** BEGIN Records to use **

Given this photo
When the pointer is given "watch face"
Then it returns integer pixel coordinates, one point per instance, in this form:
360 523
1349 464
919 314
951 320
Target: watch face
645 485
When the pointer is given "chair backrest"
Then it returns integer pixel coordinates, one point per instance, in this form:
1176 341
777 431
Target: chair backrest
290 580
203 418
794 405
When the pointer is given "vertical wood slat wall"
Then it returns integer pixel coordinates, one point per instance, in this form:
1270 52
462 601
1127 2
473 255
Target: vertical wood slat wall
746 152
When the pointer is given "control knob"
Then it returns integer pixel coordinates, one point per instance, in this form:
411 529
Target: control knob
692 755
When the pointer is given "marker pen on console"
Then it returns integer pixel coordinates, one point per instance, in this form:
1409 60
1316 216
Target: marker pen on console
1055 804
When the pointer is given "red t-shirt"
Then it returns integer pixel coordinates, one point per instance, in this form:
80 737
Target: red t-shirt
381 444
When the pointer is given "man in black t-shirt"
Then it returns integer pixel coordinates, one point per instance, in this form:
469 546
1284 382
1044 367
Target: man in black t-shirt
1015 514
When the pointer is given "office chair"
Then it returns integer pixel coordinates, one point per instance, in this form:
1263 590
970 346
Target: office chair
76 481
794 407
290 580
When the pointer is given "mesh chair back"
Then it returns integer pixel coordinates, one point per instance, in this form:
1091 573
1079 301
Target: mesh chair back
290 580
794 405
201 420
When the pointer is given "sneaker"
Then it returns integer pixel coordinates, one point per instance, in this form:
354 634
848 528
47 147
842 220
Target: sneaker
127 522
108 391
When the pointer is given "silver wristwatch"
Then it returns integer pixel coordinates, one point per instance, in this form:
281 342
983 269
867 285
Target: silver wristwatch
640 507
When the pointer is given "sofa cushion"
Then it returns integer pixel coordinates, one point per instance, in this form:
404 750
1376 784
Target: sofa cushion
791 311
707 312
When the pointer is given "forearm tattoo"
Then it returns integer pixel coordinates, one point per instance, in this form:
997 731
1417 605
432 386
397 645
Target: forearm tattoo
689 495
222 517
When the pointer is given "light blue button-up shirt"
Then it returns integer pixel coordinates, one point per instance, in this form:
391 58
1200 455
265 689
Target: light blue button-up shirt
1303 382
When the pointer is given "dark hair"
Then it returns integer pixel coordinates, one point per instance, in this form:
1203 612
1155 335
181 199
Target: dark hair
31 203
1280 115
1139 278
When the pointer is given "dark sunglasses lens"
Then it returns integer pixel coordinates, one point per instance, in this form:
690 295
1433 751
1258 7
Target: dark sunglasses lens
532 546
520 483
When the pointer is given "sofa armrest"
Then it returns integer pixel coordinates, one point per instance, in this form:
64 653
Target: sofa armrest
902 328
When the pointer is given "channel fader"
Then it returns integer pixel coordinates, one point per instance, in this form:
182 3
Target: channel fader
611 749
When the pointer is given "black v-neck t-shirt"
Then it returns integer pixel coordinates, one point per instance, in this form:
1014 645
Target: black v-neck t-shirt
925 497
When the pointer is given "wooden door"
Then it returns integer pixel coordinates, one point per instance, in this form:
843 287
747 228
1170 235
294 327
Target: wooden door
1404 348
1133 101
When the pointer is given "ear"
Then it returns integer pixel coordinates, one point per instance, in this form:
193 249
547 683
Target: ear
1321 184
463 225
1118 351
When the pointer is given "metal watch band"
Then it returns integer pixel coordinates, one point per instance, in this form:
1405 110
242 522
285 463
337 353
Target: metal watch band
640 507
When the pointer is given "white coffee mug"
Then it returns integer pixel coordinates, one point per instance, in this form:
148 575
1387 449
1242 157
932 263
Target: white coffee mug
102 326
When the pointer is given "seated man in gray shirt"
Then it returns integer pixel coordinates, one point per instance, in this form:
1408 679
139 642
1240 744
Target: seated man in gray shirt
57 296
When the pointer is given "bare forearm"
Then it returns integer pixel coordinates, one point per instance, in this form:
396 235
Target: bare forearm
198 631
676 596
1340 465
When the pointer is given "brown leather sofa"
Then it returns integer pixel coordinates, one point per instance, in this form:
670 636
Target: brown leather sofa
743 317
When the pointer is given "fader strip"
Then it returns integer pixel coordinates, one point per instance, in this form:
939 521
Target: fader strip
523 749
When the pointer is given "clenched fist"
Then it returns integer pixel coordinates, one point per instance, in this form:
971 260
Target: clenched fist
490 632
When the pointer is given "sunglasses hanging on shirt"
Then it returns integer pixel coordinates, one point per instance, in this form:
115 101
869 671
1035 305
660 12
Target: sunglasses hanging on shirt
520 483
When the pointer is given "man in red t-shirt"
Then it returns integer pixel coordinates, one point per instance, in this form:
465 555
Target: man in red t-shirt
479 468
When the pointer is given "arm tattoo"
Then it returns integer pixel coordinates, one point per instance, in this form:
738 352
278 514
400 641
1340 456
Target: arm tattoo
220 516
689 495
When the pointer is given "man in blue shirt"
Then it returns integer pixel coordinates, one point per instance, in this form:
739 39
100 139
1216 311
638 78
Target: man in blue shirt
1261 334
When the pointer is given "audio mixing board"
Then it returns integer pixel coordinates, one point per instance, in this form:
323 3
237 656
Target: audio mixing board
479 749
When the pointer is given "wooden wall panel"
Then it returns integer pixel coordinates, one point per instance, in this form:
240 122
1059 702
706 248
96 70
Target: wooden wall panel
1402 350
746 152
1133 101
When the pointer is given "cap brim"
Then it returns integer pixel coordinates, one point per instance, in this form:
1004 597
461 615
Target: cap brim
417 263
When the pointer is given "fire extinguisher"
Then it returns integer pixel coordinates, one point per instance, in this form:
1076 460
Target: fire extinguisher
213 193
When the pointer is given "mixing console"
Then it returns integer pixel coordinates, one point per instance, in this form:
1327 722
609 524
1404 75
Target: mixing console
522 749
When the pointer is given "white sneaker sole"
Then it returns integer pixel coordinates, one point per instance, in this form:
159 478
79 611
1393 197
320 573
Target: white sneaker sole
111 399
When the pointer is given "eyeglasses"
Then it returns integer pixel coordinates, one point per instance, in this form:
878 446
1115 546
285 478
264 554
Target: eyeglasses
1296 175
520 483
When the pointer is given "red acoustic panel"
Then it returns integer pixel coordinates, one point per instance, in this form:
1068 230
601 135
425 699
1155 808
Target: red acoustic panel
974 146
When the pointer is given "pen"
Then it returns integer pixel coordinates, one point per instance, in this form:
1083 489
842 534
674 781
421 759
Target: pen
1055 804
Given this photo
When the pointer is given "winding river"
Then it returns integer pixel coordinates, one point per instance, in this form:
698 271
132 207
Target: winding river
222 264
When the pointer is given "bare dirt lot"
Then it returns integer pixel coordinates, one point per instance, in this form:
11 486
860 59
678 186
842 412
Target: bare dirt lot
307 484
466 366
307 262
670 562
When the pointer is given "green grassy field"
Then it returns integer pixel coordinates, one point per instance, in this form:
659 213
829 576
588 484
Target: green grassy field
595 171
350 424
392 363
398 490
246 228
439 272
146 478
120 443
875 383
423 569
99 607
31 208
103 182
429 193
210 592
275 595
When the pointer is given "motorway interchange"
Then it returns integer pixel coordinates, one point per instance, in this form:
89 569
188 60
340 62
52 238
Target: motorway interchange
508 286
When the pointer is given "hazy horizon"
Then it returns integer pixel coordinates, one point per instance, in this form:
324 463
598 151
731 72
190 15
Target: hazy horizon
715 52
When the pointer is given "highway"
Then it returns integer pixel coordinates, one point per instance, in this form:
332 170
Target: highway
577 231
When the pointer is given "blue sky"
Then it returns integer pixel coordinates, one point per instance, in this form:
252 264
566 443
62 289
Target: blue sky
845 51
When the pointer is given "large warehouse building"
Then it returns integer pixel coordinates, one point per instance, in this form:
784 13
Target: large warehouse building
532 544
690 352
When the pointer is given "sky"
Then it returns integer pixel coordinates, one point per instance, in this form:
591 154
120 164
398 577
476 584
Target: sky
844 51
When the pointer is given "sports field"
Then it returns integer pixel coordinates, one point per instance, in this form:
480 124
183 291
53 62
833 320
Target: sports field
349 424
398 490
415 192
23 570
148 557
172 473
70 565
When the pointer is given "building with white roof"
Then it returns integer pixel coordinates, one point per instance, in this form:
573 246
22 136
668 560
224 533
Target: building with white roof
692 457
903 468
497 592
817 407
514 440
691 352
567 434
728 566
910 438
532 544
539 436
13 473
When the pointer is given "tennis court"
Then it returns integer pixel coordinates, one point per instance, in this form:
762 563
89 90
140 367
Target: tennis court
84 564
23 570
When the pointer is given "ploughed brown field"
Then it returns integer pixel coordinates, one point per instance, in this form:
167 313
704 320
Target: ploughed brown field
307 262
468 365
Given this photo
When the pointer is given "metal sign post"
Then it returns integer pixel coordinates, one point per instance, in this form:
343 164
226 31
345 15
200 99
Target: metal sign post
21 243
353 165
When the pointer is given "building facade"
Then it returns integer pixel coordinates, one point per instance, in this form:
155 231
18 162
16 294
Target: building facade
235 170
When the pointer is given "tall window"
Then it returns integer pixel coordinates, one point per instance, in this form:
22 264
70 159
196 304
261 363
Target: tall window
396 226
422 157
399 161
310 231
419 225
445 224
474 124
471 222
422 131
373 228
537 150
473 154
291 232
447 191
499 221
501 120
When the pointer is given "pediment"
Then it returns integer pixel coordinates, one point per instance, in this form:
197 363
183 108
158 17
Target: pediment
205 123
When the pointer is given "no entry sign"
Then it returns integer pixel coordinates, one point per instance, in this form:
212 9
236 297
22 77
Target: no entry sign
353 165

** END Records to use **

Gather every line in the records above that contains the word "wristwatch". Case counts.

When the pointer is given "silver wristwatch"
Target: silver wristwatch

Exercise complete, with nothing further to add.